The problem: Please update the entries by changing "asphalt road" to "paved road" wherever it occurs, and leave everything else as it is.

====== Data shown

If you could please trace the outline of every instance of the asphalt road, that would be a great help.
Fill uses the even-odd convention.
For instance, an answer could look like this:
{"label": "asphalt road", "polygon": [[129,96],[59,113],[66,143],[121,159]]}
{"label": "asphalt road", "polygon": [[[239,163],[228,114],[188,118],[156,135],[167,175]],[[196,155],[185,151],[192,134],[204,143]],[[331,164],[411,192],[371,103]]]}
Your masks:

============

Written response:
If you could please trace the outline of every instance of the paved road, that would be a great help.
Fill uses the even-odd convention.
For instance, an answer could look like this:
{"label": "paved road", "polygon": [[129,96],[59,113],[66,143],[121,159]]}
{"label": "paved road", "polygon": [[[239,163],[228,114],[188,118],[156,135],[167,175]],[[196,155],[185,151],[192,134],[204,143]],[[331,164],[411,192],[371,103]]]}
Your masks:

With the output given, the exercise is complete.